▶ Die Aufgaben
1/ Auf welche Zahl ist die Mitgliederzahl laut dem Text über die Piratenpartei innerhalb eines Monats gestiegen?
2/ Führe den Text über die Piratenpartei nach seinem letzten Satz weiter.

Piratenpartei:Unter schwarzer Flagge

Ein SPD-Überläufer und rasanter Mitgliederzuwachs - die Piratenpartei träumt davon, die Erfolgsgeschichte der Grünen zu wiederholen: eine Partei im Porträt.

Jannis Brühl

Erfolg ist manchmal eine Frage des richtigen Raums. Für ihren Parteitag am kommenden Wochenende hatte die Piratenpartei zunächst den kleinen Saal des Hamburger Bürgerzentrums gemietet. Als sich aber ein Ansturm von Neumitgliedern und Journalisten abzeichnete, wollte sie auf den großen Saal ausweichen - doch der war reserviert. "Kurzfristig war leider nichts anderes mehr zu organisieren", sagt Parteichef Dirk Hillbrecht.

Piratenpartei: Innerhalb eines Monats hat sich die Mitgliederzahl der Piratenpartei auf 3000 verdreifacht. Die Piraten lassen sich im traditionellen politischen Spektrum weder links noch rechts verorten.

Innerhalb eines Monats hat sich die Mitgliederzahl der Piratenpartei auf 3000 verdreifacht. Die Piraten lassen sich im traditionellen politischen Spektrum weder links noch rechts verorten.

(Foto: ddp)

Der 37-jährige Mathematiker leitet die derzeit am schnellsten wachsende Partei Deutschlands: Jene politische Vereinigung, die sich "Freiheit im Netz" auf ihre Totenkopffahne geschrieben hat.

Am Mittwoch im Saarland. Am Freitag in Bremen. Und am Sonntag in Thüringen: Im Abstand weniger Tage gründen Hillbrechts Netzwerker neue Landesverbände. Während alle Parteien - mit Ausnahme der Linken - über Mitgliederschwund klagen, kommt der kleine Kreis der aktiven Piraten mit dem Bearbeiten der Beitrittsanträge kaum hinterher.

Die Mitgliederzahl hat sich innerhalb eines Monats auf 3000 verdreifacht. Laut Ober-Pirat Hillbrecht überlegt man im Parteivorstand sogar, ein Delegiertensystem bei den Parteitagen einzuführen - ganz so wie bei den großen Parteien. Anders könne man die Versammlungen bald nicht mehr organisieren.

Die Piraten lassen sich im traditionellen politischen Spektrum weder links noch rechts verorten. Ihre Ideologie ist untrennbar mit dem technischen Fortschritt verbunden. Sie sind die parteipolitische Manifestation eines "digitalen Liberalismus": Wenn sich das Leben immer mehr ins Internet verlagere, so argumentieren sie, dann sind die Freiheitsrechte dort auch ganz neuen Gefahren ausgesetzt. Diese Rechte gelte es auch im virtuellen Raum vor staatlicher Willkür zu schützen.

▶ Vorliegende Datensätze
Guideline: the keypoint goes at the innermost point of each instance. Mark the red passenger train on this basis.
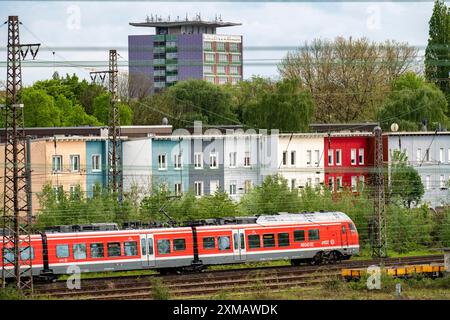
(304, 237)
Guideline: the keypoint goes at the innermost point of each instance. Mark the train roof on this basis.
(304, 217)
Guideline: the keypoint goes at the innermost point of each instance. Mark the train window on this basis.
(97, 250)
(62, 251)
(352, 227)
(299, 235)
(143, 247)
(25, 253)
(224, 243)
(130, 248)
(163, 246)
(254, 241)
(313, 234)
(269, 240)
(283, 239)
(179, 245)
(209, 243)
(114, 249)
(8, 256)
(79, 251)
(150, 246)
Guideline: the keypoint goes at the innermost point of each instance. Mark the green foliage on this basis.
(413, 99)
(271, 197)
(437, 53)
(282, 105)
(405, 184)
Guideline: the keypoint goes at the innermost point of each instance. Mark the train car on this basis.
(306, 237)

---

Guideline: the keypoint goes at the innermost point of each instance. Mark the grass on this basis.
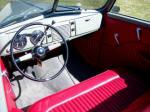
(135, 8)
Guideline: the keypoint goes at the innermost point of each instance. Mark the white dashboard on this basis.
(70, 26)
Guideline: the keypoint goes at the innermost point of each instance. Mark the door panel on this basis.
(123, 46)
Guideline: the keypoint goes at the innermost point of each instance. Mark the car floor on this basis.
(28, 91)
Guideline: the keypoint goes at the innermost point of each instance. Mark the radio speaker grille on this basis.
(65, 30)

--

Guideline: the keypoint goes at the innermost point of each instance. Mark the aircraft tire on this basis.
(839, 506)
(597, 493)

▶ Die Antworten
1/ Auf 3000.

2/
Viel Feind, viel Ehr

Die Partei setzte von Anfang an konsequent auf die Netzaffinität ihrer Zielgruppe - lange vor den behäbigen Online-Abenteuern der großen Parteien, die über spezielle Beiräte dem Phänomen Herr werden wollen. Das Programm wurde in offener Diskussion in Foren ausgearbeitet und spiegelt die Ängste all derer wider, die seit Jahren mit Standleitungen und Downloadbörsen leben: keine Vorratsdatenspeicherung, keine Zensur im Netz und eine Reform des Urheberrechts (sprich: Abschaffung des Kopierschutzes) sowie Straffreiheit für nicht kommerzielle Musik- und Filmdownloads.

"Viel Feind, viel Ehr'" scheint ein altes Piratenmotto zu sein. Mit ihrer Ablehnung jeglicher Internet-Sperren begeben sie sich auf Konfrontationskurs mit dem Familien- und Innenministerium sowie mit Jugendschützern. Mit der Forderung nach der Schwächung des Urheberrechts wiederum provozieren sie Musikindustrie, Verlage und viele Künstler.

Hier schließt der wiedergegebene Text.